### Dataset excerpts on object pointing

--- --- ---

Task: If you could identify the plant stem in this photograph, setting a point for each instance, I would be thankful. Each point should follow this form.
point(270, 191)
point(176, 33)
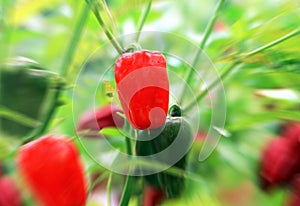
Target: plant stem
point(109, 35)
point(238, 61)
point(108, 189)
point(142, 21)
point(207, 33)
point(110, 16)
point(271, 44)
point(129, 180)
point(66, 62)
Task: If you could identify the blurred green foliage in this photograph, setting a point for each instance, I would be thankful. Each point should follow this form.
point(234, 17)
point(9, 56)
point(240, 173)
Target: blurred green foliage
point(40, 30)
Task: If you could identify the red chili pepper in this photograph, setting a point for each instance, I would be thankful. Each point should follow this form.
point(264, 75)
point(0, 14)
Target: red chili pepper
point(291, 130)
point(143, 88)
point(100, 118)
point(52, 169)
point(9, 193)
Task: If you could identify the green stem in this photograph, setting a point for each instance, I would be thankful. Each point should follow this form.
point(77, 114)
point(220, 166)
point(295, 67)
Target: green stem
point(66, 62)
point(109, 35)
point(143, 20)
point(238, 61)
point(129, 180)
point(18, 117)
point(108, 189)
point(207, 33)
point(271, 44)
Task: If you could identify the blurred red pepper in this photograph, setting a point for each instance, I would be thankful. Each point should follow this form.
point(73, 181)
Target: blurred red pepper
point(294, 196)
point(143, 88)
point(291, 130)
point(152, 196)
point(100, 118)
point(52, 169)
point(9, 193)
point(280, 161)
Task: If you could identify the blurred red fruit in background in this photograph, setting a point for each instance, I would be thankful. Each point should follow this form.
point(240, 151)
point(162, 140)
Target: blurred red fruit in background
point(280, 162)
point(9, 193)
point(294, 196)
point(52, 169)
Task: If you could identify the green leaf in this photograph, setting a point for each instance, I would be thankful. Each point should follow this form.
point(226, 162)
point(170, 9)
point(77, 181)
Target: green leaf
point(111, 132)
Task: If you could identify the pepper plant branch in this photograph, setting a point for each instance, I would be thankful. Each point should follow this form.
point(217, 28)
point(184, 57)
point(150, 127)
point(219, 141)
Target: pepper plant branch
point(66, 62)
point(238, 61)
point(95, 7)
point(110, 16)
point(206, 35)
point(142, 20)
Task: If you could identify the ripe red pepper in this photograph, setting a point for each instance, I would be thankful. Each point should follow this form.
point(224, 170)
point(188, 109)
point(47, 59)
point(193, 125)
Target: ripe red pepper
point(280, 162)
point(9, 193)
point(294, 195)
point(143, 88)
point(52, 169)
point(100, 118)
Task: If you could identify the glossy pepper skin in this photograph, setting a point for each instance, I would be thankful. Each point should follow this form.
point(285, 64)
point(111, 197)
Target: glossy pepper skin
point(143, 88)
point(172, 186)
point(51, 168)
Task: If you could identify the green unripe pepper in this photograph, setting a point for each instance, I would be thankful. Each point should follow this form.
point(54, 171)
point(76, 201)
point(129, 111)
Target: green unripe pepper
point(174, 127)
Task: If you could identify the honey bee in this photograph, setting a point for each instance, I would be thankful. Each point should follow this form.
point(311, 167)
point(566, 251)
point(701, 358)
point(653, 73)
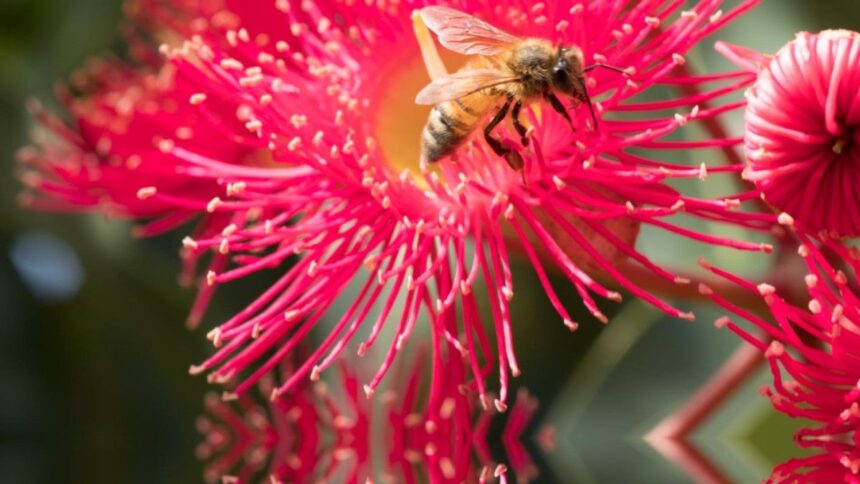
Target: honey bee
point(504, 67)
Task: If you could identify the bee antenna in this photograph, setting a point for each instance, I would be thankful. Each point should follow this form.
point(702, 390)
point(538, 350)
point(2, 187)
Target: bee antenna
point(588, 101)
point(605, 66)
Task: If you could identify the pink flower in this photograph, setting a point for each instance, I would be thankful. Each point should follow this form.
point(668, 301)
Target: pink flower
point(322, 93)
point(814, 356)
point(803, 131)
point(330, 431)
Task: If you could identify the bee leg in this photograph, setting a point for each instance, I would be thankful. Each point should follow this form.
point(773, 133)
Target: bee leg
point(513, 158)
point(558, 107)
point(515, 115)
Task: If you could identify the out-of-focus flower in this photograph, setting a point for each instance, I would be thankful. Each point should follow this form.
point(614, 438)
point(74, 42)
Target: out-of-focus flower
point(803, 129)
point(327, 89)
point(814, 356)
point(328, 430)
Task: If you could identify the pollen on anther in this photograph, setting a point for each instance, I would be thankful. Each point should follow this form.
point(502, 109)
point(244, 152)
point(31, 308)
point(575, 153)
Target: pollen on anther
point(197, 98)
point(146, 192)
point(213, 204)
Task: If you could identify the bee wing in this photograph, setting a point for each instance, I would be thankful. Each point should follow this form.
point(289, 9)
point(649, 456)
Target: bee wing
point(464, 33)
point(462, 83)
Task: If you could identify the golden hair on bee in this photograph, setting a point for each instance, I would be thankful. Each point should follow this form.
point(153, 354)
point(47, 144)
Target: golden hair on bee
point(506, 70)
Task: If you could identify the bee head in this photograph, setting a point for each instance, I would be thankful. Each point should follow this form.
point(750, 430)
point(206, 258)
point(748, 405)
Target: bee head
point(567, 72)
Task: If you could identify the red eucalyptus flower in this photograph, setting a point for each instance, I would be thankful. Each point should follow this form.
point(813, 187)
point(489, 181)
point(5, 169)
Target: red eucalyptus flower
point(803, 130)
point(315, 100)
point(814, 356)
point(329, 431)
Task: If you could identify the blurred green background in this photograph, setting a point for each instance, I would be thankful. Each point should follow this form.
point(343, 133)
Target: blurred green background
point(94, 352)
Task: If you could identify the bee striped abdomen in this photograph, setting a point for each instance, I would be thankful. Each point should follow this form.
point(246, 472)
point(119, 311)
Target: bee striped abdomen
point(449, 124)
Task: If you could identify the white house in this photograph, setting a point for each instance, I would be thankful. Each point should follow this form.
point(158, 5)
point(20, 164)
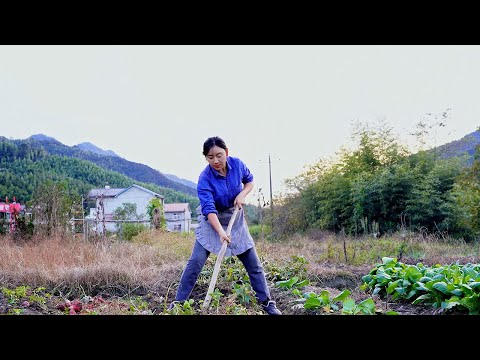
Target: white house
point(112, 198)
point(178, 216)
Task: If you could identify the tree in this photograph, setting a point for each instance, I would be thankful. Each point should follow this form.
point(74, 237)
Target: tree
point(156, 213)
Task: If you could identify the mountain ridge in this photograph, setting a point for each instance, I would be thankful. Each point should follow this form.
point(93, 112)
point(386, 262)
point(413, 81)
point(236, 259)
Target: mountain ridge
point(134, 170)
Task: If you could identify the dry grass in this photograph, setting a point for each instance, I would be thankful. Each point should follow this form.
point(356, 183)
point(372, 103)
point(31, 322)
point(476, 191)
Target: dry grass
point(153, 261)
point(77, 266)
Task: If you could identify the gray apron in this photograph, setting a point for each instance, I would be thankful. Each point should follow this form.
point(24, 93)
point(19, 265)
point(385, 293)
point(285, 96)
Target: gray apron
point(241, 240)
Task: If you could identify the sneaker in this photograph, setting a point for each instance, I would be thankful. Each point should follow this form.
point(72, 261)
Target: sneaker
point(172, 305)
point(271, 308)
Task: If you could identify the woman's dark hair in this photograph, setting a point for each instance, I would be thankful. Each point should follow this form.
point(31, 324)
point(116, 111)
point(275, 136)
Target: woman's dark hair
point(211, 142)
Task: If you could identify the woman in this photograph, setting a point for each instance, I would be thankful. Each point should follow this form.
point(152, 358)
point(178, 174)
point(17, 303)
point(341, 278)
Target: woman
point(220, 190)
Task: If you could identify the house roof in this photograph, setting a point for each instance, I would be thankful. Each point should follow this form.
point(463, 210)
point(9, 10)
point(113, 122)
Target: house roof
point(141, 188)
point(105, 192)
point(176, 207)
point(114, 192)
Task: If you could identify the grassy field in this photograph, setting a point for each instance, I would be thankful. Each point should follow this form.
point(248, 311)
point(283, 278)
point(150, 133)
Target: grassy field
point(47, 275)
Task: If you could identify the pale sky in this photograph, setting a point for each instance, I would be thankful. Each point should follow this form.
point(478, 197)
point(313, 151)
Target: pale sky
point(157, 104)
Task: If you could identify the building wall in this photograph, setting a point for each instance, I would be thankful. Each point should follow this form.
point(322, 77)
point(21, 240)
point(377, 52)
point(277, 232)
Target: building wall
point(132, 195)
point(183, 221)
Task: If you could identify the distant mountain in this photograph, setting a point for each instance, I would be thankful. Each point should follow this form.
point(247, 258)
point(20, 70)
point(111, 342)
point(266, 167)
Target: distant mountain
point(88, 146)
point(465, 146)
point(136, 171)
point(181, 181)
point(41, 137)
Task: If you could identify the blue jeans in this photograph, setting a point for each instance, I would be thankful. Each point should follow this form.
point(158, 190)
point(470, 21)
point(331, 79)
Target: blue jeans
point(197, 260)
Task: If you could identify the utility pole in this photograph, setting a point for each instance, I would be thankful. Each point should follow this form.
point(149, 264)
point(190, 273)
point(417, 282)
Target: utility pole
point(270, 174)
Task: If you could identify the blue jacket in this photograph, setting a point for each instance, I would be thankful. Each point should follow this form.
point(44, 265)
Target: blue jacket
point(217, 192)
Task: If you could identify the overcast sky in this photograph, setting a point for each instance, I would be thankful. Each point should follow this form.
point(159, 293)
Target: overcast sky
point(157, 104)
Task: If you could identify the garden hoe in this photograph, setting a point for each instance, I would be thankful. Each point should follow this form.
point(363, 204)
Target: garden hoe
point(216, 269)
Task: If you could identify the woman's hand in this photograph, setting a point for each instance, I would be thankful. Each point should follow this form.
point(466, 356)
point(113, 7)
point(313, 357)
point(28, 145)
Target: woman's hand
point(224, 237)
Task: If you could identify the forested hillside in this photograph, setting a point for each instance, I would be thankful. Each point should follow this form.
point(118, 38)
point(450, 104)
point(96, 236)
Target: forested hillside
point(136, 171)
point(380, 187)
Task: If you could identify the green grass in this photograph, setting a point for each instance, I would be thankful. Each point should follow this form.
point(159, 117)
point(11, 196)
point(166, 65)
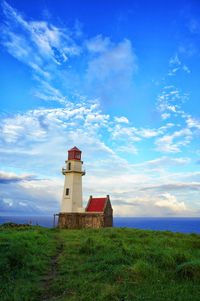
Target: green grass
point(98, 264)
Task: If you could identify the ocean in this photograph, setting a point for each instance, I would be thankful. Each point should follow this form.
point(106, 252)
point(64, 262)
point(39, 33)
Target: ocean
point(174, 224)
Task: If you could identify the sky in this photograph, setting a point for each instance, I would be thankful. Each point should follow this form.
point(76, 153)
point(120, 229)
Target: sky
point(119, 80)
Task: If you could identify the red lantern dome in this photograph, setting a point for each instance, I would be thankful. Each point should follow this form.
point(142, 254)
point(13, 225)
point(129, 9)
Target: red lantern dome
point(74, 154)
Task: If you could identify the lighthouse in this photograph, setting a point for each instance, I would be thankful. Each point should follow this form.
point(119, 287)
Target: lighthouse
point(72, 193)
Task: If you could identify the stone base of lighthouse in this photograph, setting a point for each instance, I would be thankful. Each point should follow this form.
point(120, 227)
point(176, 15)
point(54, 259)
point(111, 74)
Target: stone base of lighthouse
point(84, 220)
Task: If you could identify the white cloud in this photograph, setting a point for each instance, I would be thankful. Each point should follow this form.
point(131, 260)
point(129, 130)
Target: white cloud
point(186, 69)
point(121, 119)
point(170, 202)
point(148, 133)
point(98, 44)
point(166, 143)
point(165, 116)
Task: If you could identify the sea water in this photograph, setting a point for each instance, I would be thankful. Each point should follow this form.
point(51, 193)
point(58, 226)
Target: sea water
point(174, 224)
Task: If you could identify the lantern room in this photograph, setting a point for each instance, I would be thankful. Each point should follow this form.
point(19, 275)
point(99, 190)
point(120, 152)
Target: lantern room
point(74, 154)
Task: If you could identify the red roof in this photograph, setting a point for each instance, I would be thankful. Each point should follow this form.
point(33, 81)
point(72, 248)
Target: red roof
point(74, 149)
point(96, 205)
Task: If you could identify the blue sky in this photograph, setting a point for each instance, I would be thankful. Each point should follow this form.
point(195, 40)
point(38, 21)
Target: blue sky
point(118, 79)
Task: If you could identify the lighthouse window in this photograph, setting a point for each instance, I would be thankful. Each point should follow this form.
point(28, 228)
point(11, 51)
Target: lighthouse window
point(77, 155)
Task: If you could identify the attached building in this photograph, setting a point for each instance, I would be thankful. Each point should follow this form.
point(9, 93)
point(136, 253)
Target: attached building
point(98, 212)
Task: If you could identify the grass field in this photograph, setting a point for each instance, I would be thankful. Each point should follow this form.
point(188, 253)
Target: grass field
point(98, 264)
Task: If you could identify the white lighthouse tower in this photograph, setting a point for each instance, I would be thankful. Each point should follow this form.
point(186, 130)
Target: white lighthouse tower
point(72, 194)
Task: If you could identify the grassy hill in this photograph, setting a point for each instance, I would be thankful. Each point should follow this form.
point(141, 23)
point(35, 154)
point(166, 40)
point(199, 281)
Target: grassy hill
point(98, 264)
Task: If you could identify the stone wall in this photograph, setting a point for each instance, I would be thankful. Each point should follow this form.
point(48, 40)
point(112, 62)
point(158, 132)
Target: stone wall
point(83, 220)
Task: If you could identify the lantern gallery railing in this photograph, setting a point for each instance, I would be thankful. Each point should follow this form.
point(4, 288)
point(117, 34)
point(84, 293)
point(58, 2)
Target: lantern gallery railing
point(64, 170)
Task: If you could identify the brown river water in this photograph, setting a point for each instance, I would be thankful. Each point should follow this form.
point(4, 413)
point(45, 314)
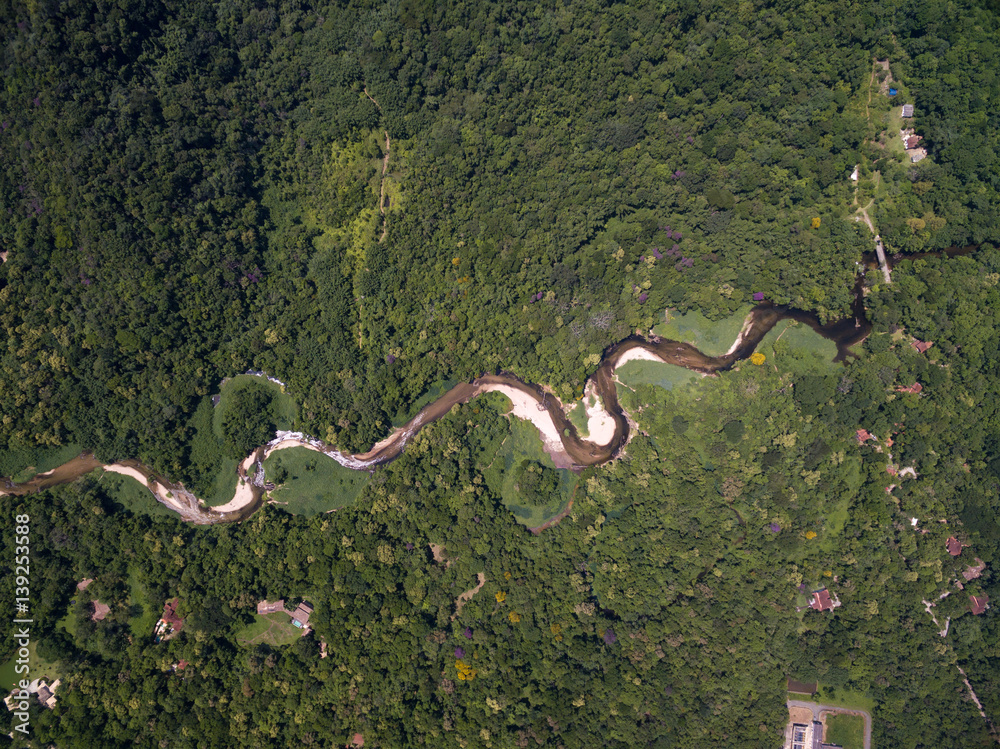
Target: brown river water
point(845, 333)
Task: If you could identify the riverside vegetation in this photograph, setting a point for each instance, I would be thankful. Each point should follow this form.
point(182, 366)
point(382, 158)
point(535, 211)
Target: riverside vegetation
point(190, 191)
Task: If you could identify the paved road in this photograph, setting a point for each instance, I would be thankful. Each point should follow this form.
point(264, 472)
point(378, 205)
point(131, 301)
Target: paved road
point(818, 708)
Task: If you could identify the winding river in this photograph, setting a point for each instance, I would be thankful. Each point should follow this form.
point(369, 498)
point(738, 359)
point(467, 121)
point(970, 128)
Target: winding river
point(562, 440)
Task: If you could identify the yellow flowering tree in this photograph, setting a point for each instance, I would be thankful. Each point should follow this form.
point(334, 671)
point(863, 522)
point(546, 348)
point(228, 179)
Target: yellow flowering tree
point(465, 671)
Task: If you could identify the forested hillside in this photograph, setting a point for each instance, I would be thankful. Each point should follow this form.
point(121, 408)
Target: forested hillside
point(370, 200)
point(191, 191)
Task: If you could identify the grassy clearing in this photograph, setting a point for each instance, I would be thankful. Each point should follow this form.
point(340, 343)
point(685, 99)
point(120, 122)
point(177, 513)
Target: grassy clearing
point(844, 698)
point(712, 338)
point(524, 442)
point(645, 372)
point(39, 668)
point(272, 629)
point(285, 410)
point(847, 731)
point(142, 623)
point(311, 483)
point(794, 347)
point(131, 495)
point(24, 463)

--- --- ---

Copy the material verbatim, starting at the line containing "Task: If you could identify the stone wall" and ending at the line containing "point(562, 440)", with both of those lines included. Omit the pictures from your copy.

Task: If you could identify the stone wall in this photograph, setting a point for each instance, I would be thankful. Each point should follow this form.
point(48, 40)
point(112, 62)
point(158, 132)
Target: stone wall
point(83, 220)
Task: If you could identify the lantern gallery railing in this photograph, setting a point for each instance, I would be thankful. Each point should follow this form.
point(4, 288)
point(117, 34)
point(84, 293)
point(58, 2)
Target: lantern gallery railing
point(64, 170)
Task: If you could identify the brown river water in this photograph, setting a point for each instance, I would be thankful. Each point should follow this form.
point(4, 413)
point(45, 314)
Target: brown river water
point(845, 333)
Task: If you could identify the riverside vegetation in this photograph, setting a point for each instance, I would be thankful. Each point should follow this form.
point(182, 366)
point(382, 158)
point(535, 211)
Target: riverside vegetation
point(190, 191)
Task: If you could identify the paved road in this photograph, setting a point for each instance, I would be thankful. Each point should follow this form.
point(264, 472)
point(378, 205)
point(131, 301)
Target: paved road
point(818, 708)
Task: If you could identify the winding river in this photograph, setting a point for each instance, I would be thankful. Each point should follow this form.
point(369, 498)
point(738, 359)
point(467, 121)
point(970, 128)
Target: winding river
point(562, 440)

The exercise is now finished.